* _Belge Bölümü_:
§

Elbette Türkiye’nin meseleleri bitmez. Ekonomiden siyasete, terörden eğitime kadar onlarca mesele ile yoğruluyoruz. Bu meselelerin bazıları ‘öncelikli’, bazıları da ‘ertelenebilir’ özellikte. Anadolu Aslanları İşadamları Derneği (ASKON) bu anlamda bir çalışma yaparak; “Ülkemizin Önemli ve Öncelikli Meseleleri” adlı bir araştırma raporu (Askon Araştırma Raporları: 11, Eylül 2007, İstanbul) yayınlamış.
Belki de her maddesinin ayrıca araştırılması ve tartışılması gereken maddelerin bir kısmını, aktaralım:
* Ekonomi yönetimi çok başlı imajından kurtulmalıdır.
* Özerk kurullar ve kurumlar ile merkezî yönetim arasında çok iyi bir korelasyon kurulmalıdır.
* İç ve dış gelişmeler konusunda konsensüs sağlanamaması, geleceğe yönelik olumsuz beklentilerin ortaya çıkmasına sebep olmaktadır.
* Ekonomik ve siyasî gelişmeler ile ilgili iyimserlik yerine sürekli karamsarlık pompalanmaktadır.
* Ülkemizin ekonomik varlıkları ile ilgili envanter bir an önce oluşturulmalıdır.
* Ülkemizde kamu ve özel sektör için bir “Makro Yönlendirme Planı”na ihtiyaç bulunmaktadır.
* Ekonomi yönetimi noktasında “Öncelikler” sıralaması yapılması bir zorunluluktur.
* Ülkemizin ekonomi politikalarının temel belirleyicileri nitelenmelidir. (Yabancı sermaye, yatırımların niteliği, özelleştirmeler, ekonomide kamunun ağırlık seviyesi, vs.)
* Ülkemizde faiz oranları çok yüksek seyretmektedir.
* Enflasyon oranları kritik eşiğin altına inme noktasında direncini muhafaza etmektedir.
* Rant ekonomisi kamufle tarzda devam etmektedir.
* İç borçlanma düzeni ve miktarı yıpratıcı olmaya devam etmektedir.
* Borç yükü ve buna bağlı faiz yükü, bütçelerin büyük kara deliği olmaya devam etmektedir.

§

* _Kayıt Alıntıları_:
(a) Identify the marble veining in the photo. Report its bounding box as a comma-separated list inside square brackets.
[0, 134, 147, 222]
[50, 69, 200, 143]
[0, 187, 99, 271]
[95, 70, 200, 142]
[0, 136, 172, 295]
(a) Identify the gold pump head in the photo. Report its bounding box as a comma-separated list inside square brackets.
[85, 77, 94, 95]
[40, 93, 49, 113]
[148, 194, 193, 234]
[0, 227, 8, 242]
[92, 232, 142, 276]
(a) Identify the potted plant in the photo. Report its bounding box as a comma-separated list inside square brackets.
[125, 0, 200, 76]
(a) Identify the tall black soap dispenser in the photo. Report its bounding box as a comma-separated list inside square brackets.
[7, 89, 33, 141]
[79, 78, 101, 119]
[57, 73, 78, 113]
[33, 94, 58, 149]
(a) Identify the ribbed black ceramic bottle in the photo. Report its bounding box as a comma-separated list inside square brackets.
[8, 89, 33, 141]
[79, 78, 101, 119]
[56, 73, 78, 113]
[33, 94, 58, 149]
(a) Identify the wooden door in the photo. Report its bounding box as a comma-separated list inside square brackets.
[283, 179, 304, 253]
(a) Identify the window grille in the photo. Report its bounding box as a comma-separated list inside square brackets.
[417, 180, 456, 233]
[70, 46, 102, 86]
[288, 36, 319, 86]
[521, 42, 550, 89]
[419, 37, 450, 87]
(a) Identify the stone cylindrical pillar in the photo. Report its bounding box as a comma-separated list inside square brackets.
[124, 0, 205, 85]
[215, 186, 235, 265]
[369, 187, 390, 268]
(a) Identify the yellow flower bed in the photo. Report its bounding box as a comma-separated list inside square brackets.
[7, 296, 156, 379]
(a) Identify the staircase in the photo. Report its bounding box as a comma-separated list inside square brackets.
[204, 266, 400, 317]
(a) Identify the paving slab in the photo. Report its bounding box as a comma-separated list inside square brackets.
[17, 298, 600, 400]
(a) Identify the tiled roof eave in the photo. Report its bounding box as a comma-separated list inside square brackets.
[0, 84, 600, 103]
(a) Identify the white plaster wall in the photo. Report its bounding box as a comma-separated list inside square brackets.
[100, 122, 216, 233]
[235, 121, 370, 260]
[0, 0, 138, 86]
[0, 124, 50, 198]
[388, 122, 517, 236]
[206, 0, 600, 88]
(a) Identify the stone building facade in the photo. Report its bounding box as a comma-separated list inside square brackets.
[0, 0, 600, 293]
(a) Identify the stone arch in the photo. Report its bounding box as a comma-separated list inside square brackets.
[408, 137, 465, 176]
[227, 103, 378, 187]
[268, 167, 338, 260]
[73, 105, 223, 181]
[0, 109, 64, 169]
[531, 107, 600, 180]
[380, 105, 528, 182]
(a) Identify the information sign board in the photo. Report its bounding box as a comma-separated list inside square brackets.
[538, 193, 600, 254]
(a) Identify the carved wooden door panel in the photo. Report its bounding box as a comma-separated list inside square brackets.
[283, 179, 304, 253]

§

* _Gereksinimler_:
**A.** Belge bölümünde ekonomi politikalarının temel belirleyicileri için parantez içinde örnek olarak sayılan unsurları listeleyin.
**B.** Belge bölümünde "Belki de her" ile "bir korelasyon kurulmalıdır." arasındaki kısmı, iki uç da dahil olmak üzere değiştirmeden yazın.

* _Görev Sonuçları_:
**A.**
- Yabancı sermaye
- Yatırımların niteliği
- Özelleştirmeler
- Ekonomide kamunun ağırlık seviyesi

**B.**
Belki de her maddesinin ayrıca araştırılması ve tartışılması gereken maddelerin bir kısmını, aktaralım:
* Ekonomi yönetimi çok başlı imajından kurtulmalıdır.
* Özerk kurullar ve kurumlar ile merkezî yönetim arasında çok iyi bir korelasyon kurulmalıdır.